▶ [Source text]
_____

He, Aaron and I spent over 3 hours perusing the 41 Wall photographs. The photographs were very engaging and engrossing. They engendered much discussion, rumination and postulation - my apologies to Robert and Aaron for discussing, ruminating and postulating my way through the last quarter of the exhibition with a lovely and engaging lady from Dublin, Ireland (the wife isn't reading this, is she?).

After the Wall thing, we drifted down to the permanent photography exhibition space where there was an extensive exhibition of photography from masters past and present. Assuming one has paid attention to the history of the medium and its movements and periods, it was more of a nostalgic trip down memory lane, with a few surprises thrown in, than anything else.

It was the end of this exhbit, which we breezed through in relatively short order, that Robert stated simply that "sometimes there's just too much." Now, there certainly was an element of how-much-fried-chicken-can-you-eat? to his utterance, but his point was that a certain numbness can set in in the face of so much'good' photography. This from a guy who does own a computer but, other than an ocassional visit to this blog and few photo exhibits now and again, he spends about as much time on the web looking for photography blogs/websites as I do skinning ardvarks.

_____

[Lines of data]
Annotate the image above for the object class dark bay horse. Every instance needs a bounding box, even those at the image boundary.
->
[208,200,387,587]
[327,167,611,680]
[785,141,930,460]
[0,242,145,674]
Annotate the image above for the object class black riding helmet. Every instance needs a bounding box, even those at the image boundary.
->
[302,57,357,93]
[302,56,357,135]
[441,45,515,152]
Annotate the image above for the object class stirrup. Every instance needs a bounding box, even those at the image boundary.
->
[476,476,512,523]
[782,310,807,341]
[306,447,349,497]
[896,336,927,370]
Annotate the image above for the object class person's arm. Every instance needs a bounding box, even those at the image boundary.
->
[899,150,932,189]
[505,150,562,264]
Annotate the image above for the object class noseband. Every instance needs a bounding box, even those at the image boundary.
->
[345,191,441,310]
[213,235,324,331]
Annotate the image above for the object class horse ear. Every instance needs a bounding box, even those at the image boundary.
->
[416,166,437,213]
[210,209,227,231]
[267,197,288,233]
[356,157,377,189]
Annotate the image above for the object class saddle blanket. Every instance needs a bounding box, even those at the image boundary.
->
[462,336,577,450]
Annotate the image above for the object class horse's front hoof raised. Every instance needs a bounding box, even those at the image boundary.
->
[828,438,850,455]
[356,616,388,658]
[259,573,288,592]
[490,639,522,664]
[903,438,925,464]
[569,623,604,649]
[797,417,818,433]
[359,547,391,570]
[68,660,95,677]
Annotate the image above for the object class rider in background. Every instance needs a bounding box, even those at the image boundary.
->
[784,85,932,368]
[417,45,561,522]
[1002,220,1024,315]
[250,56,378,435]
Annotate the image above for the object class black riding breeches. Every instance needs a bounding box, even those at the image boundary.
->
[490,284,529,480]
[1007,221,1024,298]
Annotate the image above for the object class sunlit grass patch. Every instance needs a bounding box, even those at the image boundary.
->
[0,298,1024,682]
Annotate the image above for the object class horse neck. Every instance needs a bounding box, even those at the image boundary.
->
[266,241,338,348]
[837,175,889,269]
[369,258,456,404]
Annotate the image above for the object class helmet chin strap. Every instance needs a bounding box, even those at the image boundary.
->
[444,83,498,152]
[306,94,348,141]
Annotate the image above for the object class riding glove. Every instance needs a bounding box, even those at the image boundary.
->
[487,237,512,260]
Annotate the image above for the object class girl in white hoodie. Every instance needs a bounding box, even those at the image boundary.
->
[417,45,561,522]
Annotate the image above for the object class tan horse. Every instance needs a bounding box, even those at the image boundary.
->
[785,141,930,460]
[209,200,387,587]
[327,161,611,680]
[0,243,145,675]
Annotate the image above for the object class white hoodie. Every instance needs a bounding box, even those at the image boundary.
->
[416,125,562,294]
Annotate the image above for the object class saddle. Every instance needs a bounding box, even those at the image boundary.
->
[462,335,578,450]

_____

▶ [Directive A]
In the exhibition account, how long did the three visitors spend looking at the 41 Wall photographs?
▶ [Directive B]
Write the next part of the exhibition account, picking up right after its final sentence.
These rows were drawn from a separate source and bear no relation to the exhibition account.

▶ [Final answer A]
Over 3 hours.

▶ [Final answer B]
His point was well taken and has stayed with me like an irritating bee in my bonnet. Upon some reflection I know why. The few surprises which I encountered on my photo trip down memory lane came from the work of a few modern 'masters' and virtually every one of those 'masters' was making not taking photographs. I was definitely captivated by much of the 'fictive' reality effect that the photographers were creating and presenting, much in the vein, albeit a minor one, being mined by Wall.

This has left me a bit shaken, photography-wise - Is it enough to 'just' be taking pictures rather than making pictures? I now have a firmer grip on the difference between an 'artist-who-uses-photography' and a 'photographer-who-is-an-artist'. I am beginning to feel that there are very few of one and too many of the other.

I am also beginning to understand the Art-Worldist notion that there actually is a modern-day 'photo ghetto' out there. One which consists primarily of the work of those who take rather than make pictures - and have no doubt about it, the 'ghetto' includes, in the opinion of the the Art-Worldists, some of the most recent Szarkowski-era'heavyweight' picture takers in the medium.

Perhaps this is the true import of Wall's methodology and his photography (which is almost an aside). Now that the world is awash with excellent picture takers, the time has come for picture makers to move to the fore.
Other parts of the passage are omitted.